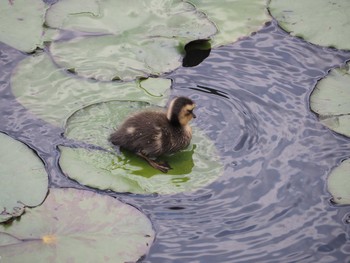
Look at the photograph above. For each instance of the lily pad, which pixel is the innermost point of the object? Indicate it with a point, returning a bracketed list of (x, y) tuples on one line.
[(306, 19), (234, 18), (339, 183), (193, 168), (331, 100), (24, 181), (117, 57), (54, 94), (139, 39), (77, 226), (21, 23)]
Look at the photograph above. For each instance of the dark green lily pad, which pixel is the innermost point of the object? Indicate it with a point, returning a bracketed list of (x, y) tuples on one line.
[(331, 100), (322, 22), (139, 39), (21, 23), (53, 94), (193, 168), (234, 19), (77, 226), (339, 183), (24, 181)]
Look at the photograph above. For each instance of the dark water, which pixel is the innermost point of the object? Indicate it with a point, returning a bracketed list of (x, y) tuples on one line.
[(271, 204)]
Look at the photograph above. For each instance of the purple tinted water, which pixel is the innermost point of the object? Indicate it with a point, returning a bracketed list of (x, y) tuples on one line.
[(271, 204)]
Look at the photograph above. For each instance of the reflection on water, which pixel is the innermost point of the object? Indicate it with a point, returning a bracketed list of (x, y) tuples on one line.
[(271, 204)]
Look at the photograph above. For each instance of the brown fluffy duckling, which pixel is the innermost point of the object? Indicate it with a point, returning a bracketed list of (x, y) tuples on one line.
[(151, 134)]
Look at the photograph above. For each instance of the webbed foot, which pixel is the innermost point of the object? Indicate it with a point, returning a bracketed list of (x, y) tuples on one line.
[(161, 166)]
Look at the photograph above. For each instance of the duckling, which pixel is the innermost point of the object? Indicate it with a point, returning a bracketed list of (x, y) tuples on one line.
[(151, 134)]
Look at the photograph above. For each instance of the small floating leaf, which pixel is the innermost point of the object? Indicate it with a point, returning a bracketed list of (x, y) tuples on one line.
[(233, 18), (193, 168), (24, 181), (339, 183), (53, 94), (155, 86), (21, 23), (139, 39), (77, 226), (306, 19), (331, 100)]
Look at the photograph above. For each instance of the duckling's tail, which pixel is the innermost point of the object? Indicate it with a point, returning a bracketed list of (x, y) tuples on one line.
[(115, 138)]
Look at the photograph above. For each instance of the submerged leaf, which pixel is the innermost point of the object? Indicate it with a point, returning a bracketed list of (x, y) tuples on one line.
[(77, 226), (139, 39), (331, 100), (21, 23), (339, 183), (193, 168), (24, 181), (233, 18), (53, 94), (306, 19)]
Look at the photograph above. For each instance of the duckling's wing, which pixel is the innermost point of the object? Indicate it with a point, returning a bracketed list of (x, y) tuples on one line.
[(142, 133)]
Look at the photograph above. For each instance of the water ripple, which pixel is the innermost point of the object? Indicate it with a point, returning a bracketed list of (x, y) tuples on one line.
[(271, 204)]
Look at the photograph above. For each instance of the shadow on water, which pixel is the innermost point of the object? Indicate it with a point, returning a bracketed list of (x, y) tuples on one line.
[(271, 204)]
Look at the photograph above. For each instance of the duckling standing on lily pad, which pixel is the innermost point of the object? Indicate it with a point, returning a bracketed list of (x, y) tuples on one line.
[(151, 134)]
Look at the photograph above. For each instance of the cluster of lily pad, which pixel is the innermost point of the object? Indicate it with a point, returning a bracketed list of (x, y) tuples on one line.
[(102, 60)]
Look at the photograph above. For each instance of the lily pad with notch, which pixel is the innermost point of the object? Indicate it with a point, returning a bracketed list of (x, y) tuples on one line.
[(21, 23), (140, 39), (54, 94), (331, 100), (193, 168), (233, 18), (80, 226), (24, 181), (306, 19)]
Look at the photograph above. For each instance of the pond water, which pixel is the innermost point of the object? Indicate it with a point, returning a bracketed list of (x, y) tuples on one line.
[(271, 204)]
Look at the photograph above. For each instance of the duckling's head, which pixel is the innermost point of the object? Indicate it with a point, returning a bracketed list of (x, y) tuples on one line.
[(180, 111)]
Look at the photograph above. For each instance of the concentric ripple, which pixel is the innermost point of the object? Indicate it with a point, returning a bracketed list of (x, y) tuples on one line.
[(271, 204)]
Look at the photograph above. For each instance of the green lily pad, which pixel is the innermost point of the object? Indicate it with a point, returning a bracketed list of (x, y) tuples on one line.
[(24, 181), (306, 19), (21, 23), (139, 39), (193, 168), (53, 94), (117, 57), (77, 226), (234, 18), (331, 100), (339, 183)]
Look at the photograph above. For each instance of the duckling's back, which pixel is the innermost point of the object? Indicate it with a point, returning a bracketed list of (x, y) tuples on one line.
[(152, 134)]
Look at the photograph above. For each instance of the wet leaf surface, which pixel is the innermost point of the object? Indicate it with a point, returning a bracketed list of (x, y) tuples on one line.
[(195, 167), (24, 181), (306, 19), (234, 19), (53, 94), (139, 39), (21, 23), (77, 226), (331, 100)]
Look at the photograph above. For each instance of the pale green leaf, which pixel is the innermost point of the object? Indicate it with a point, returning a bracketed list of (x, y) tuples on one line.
[(23, 178), (77, 226)]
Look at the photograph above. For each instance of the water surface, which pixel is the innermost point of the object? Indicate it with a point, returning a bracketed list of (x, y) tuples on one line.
[(271, 204)]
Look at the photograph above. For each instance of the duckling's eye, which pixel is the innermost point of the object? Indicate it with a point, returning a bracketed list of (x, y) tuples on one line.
[(189, 112)]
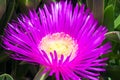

====

Send back every line of the listing exactly. Omit the images.

### Reply
Look at the photograph above. For each instance of the lily pad, which pixel is the innermost point of the object? Indicate it with a point, returning a bracketed list of (x, y) tuples on one line.
[(306, 19), (234, 18), (339, 183), (193, 168), (331, 100), (24, 181), (117, 57), (54, 94), (139, 39), (77, 226), (21, 23)]
Look at the photograph above. For each instance of the dark green lily pad, which pixel is the innermost point of the object? Indicate it with a point, returning a bracketed list of (x, y) tuples on one line.
[(331, 100), (322, 22), (139, 39), (21, 23), (53, 94), (193, 168), (234, 19), (77, 226), (339, 183), (24, 181)]
Look at the photograph above. For each instance of the dark water, which pixel is the innermost point of the object? Indicate it with a point, returning a bracketed list of (x, y) tuples on one line.
[(271, 204)]
Look at the photograph above. For each instance of the purple tinted water, which pixel is the innermost point of the object? Indicate it with a point, returning a bracketed list of (x, y) tuples on one line.
[(271, 204)]
Look at the photograph above. For each instance of the reflection on water, which pixel is the innermost point of the object? Indicate it with a point, returning a bracketed list of (x, y) tuples on one line.
[(271, 204)]
Look at the photograph above. For each instance of the brown fluffy duckling, which pixel is the innermost point of the object? Indicate it with a point, returning a bracketed list of (x, y) tuples on one line.
[(151, 134)]
Look at the photograph above. For each instance of the webbed foot, which pixel is the innermost point of the object? Indicate it with a point, returning a bracketed list of (x, y) tuples on one line.
[(161, 166)]
Look at the photograph above. For each instance of the duckling, which pixel is the innermost point of the object? Indicate it with a point, returning a bracketed list of (x, y) tuples on one line.
[(151, 134)]
Look at the photograph above. For each instance of the small floating leaf, which pixel is the innermost point of the object? Indicate it with a point, returning a bracketed list of (x, y) tuples on one line.
[(233, 18), (193, 168), (24, 181), (339, 183), (53, 94), (155, 86), (21, 23), (139, 39), (77, 226), (306, 19), (331, 100)]
Look at the photograph above. For each instance of the duckling's tail, which pixel is the innermost point of the object? Indicate it with a point, returning a bracketed list of (x, y) tuples on one line.
[(115, 138)]
Look at the photograph above. For each instance of the submerged leaf, which pixel is the innermost point of the object? Indicate it with a point, returning a bracketed list of (x, y) tuples on one line.
[(77, 226), (139, 39), (331, 100), (21, 23), (339, 183), (193, 168), (24, 181), (233, 18), (53, 94), (306, 19)]
Look at the photograph above. For each instance of the duckling's wing, which pixel is the innermost point of the object? Indicate it with a point, returning a bracketed list of (x, y) tuples on one line.
[(142, 133)]
Look at the photograph above. For each instance of the water ripple, which pixel is the innermost point of the object? Indicate it with a point, returning a bracketed list of (x, y) tuples on one line.
[(271, 204)]
Look at the photograph above. For each instance of the shadow on water, which pixel is the innermost point of the object? Indicate it with a point, returning a bracketed list of (x, y) tuples on one line.
[(271, 204)]
Look at the photograph above. For each instance of the duckling standing on lily pad, which pixel is the innermost point of the object? Indicate it with a point, returning a bracketed list of (x, y) tuples on one line.
[(151, 134)]
Look at the photograph above. For each instance of the cluster of lily pad, which pixel is the innermost point of the object? Indicate it with a point, returning a bracketed list of (x, y) tuples on one line.
[(102, 60)]
Look at the photograph above. For each instance of the lily pad with notch, which pixel is the innermost point of the object? Indicate it with a point, returning a bracketed list of (x, y) tuples on one line.
[(21, 23), (140, 39), (54, 94), (331, 100), (193, 168), (233, 18), (80, 226), (24, 181), (306, 19)]
Look at the photograph above. For each instance of the pond water, which pixel is the innermost point of the object? Indicate it with a point, returning a bracketed list of (x, y) tuples on one line.
[(271, 204)]
Look at the photograph above. For each instance of the duckling's head, which pixel is the innermost point of the object? Indicate it with a point, returning a bracketed list of (x, y) tuples on one line.
[(180, 111)]
Look at the photograph above. For each instance of the concentric ripple, which pixel is the innermost point of the object? Indicate it with a point, returning a bracketed list of (x, y) tuples on one line.
[(271, 204)]
Look at the photograph above. For each instance of the green lily pad, which pixel is the innermost point of the object? Indicate it with a point, returning a bracketed list of (x, y) tuples on one line.
[(24, 181), (306, 19), (21, 23), (139, 39), (193, 168), (53, 94), (117, 57), (77, 226), (234, 18), (331, 100), (339, 183)]
Look at the photograph above. For each instance of the duckling's back, which pixel is the innermost point of the object? Indicate it with a point, returning a bracketed list of (x, y) tuples on one line.
[(152, 134)]
Look at the photograph above. For each instance of the wet leaf surface, which pixel is the innermost point of the object? Indicate it with a point, returning a bracketed list of (x, y) tuples on one line.
[(195, 167), (24, 181), (306, 19), (234, 19), (53, 94), (139, 39), (21, 23), (77, 226), (331, 100)]
Look at the photograph above. For each instance of the pale green leaf, which pixel is the innermost point of the object? Indicate it with a point, returning a bracketed list of (x, y) tuples on one line.
[(23, 178), (77, 226)]
Look at the photograph above. For each instance of the water surface, which pixel is the innermost point of the object? Indicate it with a point, returning a bracketed list of (x, y) tuples on one line.
[(271, 204)]
Look at the photograph above. For each instance of the duckling's eye, which pixel is the innermost point of the object? Indicate it with a point, returning a bracketed list of (x, y) tuples on one line.
[(189, 112)]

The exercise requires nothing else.